→ **EXERCISE OBJECTIVE**
Can you give every line of the material below from the line containing "Mark the man's" through the final line as a JSON list of strings, one string per line, with blank lines left out?

→ **RECORDED DATA**

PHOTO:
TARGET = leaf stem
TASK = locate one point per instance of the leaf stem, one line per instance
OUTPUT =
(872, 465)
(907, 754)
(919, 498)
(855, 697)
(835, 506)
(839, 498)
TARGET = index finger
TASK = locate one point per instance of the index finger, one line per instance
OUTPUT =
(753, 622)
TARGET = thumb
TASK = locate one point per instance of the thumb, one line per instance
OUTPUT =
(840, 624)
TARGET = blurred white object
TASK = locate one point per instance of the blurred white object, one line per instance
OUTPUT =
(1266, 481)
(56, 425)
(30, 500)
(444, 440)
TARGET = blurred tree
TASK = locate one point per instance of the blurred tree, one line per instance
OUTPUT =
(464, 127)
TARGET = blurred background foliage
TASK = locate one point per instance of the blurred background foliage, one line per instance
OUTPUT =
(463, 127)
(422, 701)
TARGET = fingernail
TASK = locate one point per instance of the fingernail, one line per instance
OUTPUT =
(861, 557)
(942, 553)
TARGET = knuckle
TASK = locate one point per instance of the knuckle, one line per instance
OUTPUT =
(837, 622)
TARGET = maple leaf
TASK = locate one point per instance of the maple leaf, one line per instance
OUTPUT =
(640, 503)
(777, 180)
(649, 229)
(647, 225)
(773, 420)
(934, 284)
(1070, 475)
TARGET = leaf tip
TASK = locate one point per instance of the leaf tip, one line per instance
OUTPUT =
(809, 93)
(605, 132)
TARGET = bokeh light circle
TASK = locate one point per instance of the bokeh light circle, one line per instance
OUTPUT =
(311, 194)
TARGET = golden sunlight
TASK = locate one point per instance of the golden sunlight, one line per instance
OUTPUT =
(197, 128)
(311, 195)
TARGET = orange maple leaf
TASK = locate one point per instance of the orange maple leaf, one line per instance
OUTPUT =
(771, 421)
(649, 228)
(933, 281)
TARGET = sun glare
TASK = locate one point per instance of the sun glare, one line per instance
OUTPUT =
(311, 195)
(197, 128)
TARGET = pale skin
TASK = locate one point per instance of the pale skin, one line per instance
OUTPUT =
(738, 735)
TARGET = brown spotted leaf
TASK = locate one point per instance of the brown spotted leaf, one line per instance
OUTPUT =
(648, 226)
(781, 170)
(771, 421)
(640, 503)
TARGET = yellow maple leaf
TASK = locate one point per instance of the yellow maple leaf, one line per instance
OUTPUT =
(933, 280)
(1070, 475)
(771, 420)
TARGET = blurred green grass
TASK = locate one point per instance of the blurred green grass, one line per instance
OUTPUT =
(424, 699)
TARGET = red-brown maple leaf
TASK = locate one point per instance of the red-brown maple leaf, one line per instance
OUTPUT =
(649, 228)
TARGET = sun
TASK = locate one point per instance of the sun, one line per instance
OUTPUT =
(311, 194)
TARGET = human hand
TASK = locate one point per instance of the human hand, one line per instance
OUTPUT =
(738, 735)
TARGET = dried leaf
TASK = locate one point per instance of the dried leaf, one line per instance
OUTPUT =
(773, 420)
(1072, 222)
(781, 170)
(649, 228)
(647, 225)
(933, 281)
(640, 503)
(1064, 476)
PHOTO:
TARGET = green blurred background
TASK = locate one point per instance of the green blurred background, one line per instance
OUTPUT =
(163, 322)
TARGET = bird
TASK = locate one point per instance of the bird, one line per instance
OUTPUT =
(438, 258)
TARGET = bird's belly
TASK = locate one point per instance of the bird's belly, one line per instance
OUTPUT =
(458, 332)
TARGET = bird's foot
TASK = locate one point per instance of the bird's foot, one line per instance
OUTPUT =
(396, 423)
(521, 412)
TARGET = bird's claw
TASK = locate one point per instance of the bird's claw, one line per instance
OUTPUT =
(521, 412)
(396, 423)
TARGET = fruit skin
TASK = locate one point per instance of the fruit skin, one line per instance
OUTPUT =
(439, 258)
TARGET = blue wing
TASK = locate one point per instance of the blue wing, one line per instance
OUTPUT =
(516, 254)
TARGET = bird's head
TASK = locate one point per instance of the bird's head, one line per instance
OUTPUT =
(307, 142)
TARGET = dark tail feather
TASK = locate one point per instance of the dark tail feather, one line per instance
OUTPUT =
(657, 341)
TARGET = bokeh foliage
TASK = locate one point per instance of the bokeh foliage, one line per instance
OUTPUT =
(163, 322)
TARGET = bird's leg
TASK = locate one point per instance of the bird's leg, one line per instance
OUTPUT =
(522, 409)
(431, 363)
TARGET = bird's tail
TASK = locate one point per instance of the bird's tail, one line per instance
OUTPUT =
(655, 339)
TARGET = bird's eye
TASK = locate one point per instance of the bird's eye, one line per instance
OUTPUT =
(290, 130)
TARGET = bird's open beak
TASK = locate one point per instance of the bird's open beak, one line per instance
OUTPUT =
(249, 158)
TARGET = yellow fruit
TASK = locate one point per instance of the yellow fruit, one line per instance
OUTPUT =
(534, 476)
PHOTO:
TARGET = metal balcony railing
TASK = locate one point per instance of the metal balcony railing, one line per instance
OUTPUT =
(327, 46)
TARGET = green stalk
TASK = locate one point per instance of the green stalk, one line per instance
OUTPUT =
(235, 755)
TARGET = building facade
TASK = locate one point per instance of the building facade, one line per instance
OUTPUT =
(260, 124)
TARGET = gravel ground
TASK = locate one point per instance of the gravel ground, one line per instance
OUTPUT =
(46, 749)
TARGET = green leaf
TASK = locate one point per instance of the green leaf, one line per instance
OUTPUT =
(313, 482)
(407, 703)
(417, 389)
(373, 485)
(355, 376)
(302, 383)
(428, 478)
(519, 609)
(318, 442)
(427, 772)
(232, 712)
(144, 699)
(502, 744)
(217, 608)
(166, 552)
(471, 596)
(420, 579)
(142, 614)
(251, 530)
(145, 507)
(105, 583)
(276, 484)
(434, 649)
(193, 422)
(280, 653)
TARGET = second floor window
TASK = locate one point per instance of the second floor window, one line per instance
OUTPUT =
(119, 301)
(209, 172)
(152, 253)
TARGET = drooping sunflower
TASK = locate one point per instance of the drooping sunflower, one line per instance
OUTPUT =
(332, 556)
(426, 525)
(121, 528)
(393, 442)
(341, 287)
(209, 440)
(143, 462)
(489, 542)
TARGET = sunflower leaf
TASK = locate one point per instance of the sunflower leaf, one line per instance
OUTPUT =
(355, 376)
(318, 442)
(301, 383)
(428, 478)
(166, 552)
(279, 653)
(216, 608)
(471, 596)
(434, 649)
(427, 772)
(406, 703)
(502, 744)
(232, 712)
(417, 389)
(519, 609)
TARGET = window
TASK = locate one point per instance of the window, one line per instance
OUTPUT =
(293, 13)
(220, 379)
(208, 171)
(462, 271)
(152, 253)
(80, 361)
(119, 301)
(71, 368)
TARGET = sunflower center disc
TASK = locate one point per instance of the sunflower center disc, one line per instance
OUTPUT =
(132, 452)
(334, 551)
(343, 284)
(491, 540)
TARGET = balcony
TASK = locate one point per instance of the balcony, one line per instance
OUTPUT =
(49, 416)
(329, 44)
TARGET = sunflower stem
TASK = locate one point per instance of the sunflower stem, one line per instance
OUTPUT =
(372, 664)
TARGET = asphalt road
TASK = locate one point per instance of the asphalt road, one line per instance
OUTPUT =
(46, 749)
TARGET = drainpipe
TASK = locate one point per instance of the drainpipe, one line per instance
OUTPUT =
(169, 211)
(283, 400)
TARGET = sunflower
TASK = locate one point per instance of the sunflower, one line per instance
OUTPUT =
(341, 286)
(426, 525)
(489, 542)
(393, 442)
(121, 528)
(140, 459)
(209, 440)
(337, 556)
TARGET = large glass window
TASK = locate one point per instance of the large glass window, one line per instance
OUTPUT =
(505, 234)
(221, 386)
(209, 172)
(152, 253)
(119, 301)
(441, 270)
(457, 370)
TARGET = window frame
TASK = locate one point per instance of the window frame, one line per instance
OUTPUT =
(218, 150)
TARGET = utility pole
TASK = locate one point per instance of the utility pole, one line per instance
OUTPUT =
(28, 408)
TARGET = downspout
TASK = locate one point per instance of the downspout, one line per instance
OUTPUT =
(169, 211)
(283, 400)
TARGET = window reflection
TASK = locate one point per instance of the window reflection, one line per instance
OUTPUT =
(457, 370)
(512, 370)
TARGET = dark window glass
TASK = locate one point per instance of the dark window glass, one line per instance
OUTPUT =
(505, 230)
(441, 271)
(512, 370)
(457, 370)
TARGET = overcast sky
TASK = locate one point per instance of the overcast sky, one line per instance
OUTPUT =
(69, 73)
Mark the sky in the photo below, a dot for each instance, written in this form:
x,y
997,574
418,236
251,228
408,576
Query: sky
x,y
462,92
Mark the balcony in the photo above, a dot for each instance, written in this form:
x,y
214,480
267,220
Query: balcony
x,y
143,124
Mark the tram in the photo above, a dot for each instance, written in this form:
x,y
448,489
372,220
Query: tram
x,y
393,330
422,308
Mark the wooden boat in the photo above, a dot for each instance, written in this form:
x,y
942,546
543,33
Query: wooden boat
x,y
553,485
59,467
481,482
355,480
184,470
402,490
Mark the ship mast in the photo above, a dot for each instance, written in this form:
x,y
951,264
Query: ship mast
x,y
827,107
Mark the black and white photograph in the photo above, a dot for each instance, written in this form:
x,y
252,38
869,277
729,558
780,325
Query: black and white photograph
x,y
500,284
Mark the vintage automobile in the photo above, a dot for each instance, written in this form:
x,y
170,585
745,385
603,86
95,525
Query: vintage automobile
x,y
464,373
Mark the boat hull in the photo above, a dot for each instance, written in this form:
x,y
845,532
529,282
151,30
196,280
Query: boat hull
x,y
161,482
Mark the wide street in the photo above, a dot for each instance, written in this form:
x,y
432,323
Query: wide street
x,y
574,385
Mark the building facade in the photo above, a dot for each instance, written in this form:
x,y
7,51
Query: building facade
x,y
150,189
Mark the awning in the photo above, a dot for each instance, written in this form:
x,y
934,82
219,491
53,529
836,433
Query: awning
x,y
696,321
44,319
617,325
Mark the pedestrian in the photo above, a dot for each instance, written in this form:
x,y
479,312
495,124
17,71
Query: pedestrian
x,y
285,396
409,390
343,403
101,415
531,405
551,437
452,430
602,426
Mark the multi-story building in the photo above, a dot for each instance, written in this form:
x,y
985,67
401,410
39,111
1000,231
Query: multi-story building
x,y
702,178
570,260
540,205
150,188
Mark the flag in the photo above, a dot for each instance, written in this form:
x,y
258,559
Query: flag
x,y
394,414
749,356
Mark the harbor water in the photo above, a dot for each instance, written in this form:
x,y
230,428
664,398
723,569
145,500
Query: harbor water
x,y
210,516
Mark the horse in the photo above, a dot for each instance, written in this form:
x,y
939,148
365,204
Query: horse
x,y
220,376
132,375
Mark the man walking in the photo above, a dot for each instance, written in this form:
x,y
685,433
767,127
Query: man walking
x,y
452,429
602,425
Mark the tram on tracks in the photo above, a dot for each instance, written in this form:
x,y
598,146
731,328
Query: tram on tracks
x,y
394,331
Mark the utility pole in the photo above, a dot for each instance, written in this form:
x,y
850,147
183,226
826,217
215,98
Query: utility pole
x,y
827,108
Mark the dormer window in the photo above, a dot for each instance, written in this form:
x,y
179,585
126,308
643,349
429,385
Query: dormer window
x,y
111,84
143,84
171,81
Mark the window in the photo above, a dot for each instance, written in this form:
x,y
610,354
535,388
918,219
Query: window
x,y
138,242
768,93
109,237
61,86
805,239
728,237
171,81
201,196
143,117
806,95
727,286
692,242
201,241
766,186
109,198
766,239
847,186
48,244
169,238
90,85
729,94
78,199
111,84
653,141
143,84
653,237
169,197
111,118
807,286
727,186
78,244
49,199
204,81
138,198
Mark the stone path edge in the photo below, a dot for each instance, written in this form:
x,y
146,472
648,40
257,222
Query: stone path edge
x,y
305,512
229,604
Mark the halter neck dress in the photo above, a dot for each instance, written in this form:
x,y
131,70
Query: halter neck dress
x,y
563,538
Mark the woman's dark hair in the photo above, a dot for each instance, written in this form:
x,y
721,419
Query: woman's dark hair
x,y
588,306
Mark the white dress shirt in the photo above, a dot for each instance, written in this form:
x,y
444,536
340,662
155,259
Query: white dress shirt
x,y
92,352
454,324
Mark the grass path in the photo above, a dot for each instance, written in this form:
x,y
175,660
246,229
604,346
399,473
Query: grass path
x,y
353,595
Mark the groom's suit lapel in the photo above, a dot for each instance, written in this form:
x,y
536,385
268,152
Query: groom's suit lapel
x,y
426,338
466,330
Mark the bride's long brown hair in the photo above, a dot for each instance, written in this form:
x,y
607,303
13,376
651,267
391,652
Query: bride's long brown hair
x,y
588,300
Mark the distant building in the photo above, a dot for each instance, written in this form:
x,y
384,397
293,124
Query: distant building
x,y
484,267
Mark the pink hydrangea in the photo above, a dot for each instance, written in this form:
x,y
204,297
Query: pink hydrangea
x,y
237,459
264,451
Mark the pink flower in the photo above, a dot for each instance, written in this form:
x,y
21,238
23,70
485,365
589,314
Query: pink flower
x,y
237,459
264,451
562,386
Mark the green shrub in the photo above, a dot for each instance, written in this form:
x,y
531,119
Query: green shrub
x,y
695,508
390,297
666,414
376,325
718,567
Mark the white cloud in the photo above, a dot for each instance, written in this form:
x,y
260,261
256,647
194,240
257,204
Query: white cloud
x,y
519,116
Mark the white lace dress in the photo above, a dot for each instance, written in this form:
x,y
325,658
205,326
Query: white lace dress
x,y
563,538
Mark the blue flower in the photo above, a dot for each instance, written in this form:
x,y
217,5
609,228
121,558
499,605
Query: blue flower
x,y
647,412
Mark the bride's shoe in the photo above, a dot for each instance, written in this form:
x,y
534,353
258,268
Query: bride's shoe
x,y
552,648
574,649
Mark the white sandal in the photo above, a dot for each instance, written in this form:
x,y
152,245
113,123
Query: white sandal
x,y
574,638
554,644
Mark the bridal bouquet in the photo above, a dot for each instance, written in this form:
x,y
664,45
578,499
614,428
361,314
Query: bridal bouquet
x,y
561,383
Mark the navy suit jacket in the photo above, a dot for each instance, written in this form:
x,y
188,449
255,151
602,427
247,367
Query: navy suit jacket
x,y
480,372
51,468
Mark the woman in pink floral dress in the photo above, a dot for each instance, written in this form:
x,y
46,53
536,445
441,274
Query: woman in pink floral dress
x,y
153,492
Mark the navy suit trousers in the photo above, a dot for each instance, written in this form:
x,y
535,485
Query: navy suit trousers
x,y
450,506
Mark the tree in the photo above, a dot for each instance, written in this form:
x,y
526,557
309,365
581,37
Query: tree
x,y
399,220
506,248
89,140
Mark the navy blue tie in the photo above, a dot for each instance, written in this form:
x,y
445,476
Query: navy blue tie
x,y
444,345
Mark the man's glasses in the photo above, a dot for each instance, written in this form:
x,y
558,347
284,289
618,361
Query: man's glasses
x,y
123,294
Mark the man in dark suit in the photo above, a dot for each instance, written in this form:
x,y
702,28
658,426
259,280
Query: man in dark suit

→ **ANSWER FOR THE TASK**
[
  "Mark the man's glasses in the photo above, a dot for each instance, written in this form:",
  "x,y",
  "558,347",
  "284,289",
  "618,361",
  "Query: man's glasses",
  "x,y",
  "123,294",
  "Mark the man in dark suit in the photo above, a dot for each instance, written in this form:",
  "x,y",
  "702,28",
  "658,426",
  "259,280",
  "Query: man in dark suit"
]